TEXT SEGMENT —
════
Depression in Women
No, it’s not just in my head.
By Lyka Mae P. Chiang
Many people misinterpret the definition of depression. Depression is a serious medical condition that requires professional care to be treated properly. Women, due to numerous contributing factors, are more often affected than men. Here, we give you some of the causes, symptoms, and coping tips for all the depressed women out there.
One of the most common factors that have a significant effect on depression in women is hormonal changes. This includes puberty, pregnancy, menopause, giving birth, and miscarriage. Psychological and social factors are also widespread among women, such as stress due to loss of job, an illness, body image consciousness, and breakup or divorce. Even medications can contribute to depression especially if a woman is taking birth control pills, particularly those with high progesterone content.
It is important to know the symptoms of depression so that you’ll know when to seek medical advice. Some of the common symptoms of depression in women include persistent sadness and anxiety, loss of interest in activities, restlessness, irritable mood, appetite and weight loss, feeling of guilt and worthlessness, insomnia, pessimistic attitude, and worst, suicide thoughts and attempts. It may be hard to notice the symptoms, especially if you think that these are normal occurrences. That’s why if you find yourself dealing with one or two of these, then maybe it’s time for you to consult a professional.
════
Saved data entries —
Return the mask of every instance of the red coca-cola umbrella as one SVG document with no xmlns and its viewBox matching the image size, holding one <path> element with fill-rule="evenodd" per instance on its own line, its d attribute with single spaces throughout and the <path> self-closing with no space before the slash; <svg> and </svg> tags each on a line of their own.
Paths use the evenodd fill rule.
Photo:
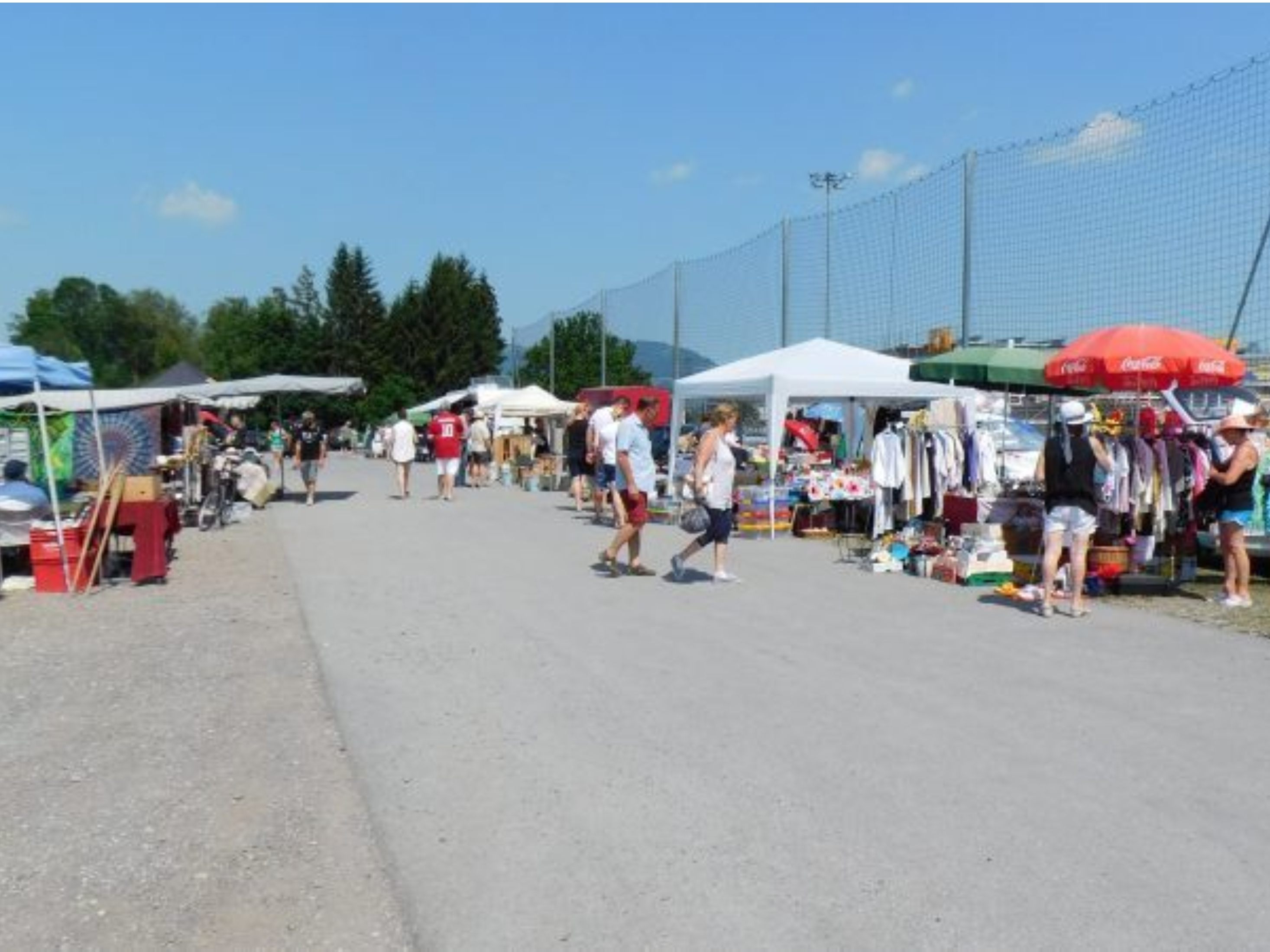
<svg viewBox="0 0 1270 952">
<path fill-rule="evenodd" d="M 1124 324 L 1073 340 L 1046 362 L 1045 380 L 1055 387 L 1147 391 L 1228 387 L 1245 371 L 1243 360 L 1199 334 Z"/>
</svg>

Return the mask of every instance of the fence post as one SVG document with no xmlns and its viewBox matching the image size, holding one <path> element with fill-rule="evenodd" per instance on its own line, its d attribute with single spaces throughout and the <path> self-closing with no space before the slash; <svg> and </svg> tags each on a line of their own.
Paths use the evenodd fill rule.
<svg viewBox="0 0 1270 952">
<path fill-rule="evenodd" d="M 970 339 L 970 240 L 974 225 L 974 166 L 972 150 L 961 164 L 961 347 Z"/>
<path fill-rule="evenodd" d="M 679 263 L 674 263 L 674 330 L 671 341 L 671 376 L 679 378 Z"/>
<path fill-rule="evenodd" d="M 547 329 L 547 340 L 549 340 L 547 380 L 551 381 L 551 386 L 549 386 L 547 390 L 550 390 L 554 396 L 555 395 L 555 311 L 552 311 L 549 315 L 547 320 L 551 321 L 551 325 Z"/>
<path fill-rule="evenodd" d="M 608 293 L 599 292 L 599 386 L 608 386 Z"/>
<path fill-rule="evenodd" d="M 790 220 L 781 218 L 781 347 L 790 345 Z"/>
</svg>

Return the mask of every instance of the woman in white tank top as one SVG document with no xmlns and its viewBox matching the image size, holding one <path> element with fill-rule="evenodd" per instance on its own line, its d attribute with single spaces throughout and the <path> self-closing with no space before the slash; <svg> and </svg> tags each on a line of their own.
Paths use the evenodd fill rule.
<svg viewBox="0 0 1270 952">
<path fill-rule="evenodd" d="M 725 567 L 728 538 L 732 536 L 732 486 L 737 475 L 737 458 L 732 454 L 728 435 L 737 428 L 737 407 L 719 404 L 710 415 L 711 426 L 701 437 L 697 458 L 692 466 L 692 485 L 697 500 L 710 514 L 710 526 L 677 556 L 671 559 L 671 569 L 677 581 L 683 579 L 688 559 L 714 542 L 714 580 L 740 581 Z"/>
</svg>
════
ASSIGNMENT 1 — According to the article on depression in women, which birth control pills in particular can contribute to depression?
ASSIGNMENT 2 — Write the next part of the article on depression in women.
This material has no connection to the article on depression in women.

EXERCISE RESULT 1 — Those with high progesterone content.

EXERCISE RESULT 2 —
Even though seeing a psychiatrist is required, some simple lifestyle changes can also make a huge dent in your depression. First, you may want to keep track of your sleeping schedule. Getting an 8-hour sleep is one of the most important things for a positive and healthy mind and body. Try to be a morning person and enjoy the company of a little sunlight—go for a short walk outdoors, or visit the park or your favorite coffee place. It is also important to have someone who you trust to vent out your thoughts and feelings to. A personal conversation with a family or a friend may give you the help and support that you need in such a tough time. And lastly, even if you’re not a social person, having people around you can help lighten up your mood, so try to participate in different social activities, and eventually, you may find yourself getting more and more comfortable in such situations.